Objetivo: No excerto sobre mulheres nas listas autárquicas, para quanto subiu em 2019 a representação mínima do género em minoria exigida pela Lei da Paridade?

E de quem é a culpa? Das mulheres, é claro, que não querem nada com a política e, menos ainda, com a atividade autárquica que, pelo contrário, exerce sobre os homens uma atração irresistível — o difícil é afastá-los dela. O que é uma pena, lamentou o líder do PSD, porque confessa ter a impressão de que as mulheres teriam grande sucesso na política já que, imagine-se, escolhem-na “porque lhes interessam determinados temas, e não para virem para aquelas guerras partidárias estéreis”. Ele há gente para tudo.

Ainda mal se calara, e já andava a D. Lina Lopes, coordenadora das Mulheres Sociais-Democratas, qual Padeira de Aljubarrota do século XXI, a colocar anúncios nas redes sociais apelando às correligionárias que se chegassem à frente. Pedia-lhes, por WhatsApp, que lhe enviassem CV, não sei se com fotografia de corpo inteiro, para que o fizesse chegar ao grande líder. Satisfeita, anunciou na segunda-feira, que em menos de nada obtivera 20 a 30 candidaturas, e com um currículo invejável.

Mas de onde vem este afã de empanturrar listas autárquicas com mulheres, dificuldade que os outros partidos também estarão a sentir, mas que têm a hipocrisia de calar? De uma lei, a Lei da Paridade, que em 2006 previa que as listas eleitorais (para o Parlamento ou autárquicas) passassem a ter uma representação mínima de pelo menos 33,3% do género em minoria, e que em 2019 subiu a parada para os 40%. Com uma dificuldade acrescida: na ordenação da lista não podem ser colocados consecutivamente mais de dois candidatos do mesmo sexo. Exigência que estragou tudo, porque arranjar nomes de mulheres para colocar lá no fundo da lista, em lugares não elegíveis, não tinha dificuldade nenhuma, porque para fazer número pode-se sempre contar com a esposa, as irmãs ou as primas.

Registos do conjunto:
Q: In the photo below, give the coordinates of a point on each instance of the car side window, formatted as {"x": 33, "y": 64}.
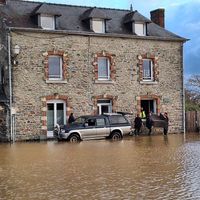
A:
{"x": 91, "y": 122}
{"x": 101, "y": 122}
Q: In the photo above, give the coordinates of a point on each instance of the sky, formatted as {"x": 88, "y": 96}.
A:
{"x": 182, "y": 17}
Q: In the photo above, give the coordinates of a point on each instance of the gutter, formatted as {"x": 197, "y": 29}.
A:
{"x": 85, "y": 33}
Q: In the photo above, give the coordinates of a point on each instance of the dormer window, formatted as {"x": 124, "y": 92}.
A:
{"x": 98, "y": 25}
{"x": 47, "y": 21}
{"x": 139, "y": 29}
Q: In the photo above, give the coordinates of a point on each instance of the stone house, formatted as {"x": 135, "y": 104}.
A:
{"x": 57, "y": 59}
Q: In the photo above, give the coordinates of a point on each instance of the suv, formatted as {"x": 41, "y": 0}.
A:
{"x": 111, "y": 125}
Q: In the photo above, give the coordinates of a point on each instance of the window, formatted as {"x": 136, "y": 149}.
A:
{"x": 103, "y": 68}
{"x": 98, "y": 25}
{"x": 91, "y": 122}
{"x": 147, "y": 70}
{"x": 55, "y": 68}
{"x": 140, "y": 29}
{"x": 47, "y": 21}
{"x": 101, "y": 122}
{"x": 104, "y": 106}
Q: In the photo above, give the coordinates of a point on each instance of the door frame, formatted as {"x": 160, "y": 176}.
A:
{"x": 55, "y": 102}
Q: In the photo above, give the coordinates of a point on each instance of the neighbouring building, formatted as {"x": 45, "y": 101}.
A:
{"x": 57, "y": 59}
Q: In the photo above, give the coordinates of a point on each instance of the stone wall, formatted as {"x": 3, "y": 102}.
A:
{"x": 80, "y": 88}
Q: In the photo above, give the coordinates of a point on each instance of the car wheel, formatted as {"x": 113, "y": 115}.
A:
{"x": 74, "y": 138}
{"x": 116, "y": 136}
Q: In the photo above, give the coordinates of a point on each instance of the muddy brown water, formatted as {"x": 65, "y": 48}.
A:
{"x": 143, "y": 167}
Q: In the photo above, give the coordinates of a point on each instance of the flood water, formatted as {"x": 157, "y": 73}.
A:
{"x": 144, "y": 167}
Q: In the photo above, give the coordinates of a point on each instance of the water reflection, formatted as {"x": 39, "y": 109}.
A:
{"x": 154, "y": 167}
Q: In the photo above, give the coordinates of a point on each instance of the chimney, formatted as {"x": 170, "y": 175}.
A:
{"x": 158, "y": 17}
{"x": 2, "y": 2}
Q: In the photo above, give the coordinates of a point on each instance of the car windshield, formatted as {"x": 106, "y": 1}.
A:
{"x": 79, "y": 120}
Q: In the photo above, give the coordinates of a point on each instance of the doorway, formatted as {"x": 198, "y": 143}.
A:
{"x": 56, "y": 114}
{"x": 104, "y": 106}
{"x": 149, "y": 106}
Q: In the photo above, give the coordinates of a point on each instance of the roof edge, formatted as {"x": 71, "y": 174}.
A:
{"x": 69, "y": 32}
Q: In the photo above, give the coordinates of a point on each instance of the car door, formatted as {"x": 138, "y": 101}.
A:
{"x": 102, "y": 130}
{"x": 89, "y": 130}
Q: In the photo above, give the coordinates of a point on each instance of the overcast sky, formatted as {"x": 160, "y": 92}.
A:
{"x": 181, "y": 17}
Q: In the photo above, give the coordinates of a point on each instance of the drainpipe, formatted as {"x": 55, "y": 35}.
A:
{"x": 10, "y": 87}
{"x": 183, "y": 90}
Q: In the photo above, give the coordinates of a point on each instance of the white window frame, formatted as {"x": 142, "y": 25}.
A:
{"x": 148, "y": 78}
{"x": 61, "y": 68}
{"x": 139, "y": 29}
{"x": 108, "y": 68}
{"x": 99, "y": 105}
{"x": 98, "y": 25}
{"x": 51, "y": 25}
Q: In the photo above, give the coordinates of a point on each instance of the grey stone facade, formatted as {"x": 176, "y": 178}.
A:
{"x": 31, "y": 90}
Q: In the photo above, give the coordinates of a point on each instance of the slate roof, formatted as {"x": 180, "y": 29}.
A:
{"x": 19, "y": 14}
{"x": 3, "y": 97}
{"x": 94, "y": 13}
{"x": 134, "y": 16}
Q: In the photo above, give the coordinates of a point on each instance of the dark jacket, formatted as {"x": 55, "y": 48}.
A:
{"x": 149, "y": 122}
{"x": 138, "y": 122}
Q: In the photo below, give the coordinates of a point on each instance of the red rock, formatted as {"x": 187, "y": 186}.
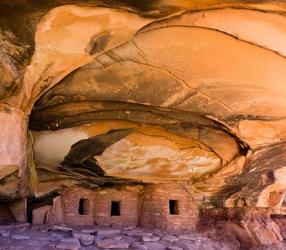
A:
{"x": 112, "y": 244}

Resultado: Subiu para 40%.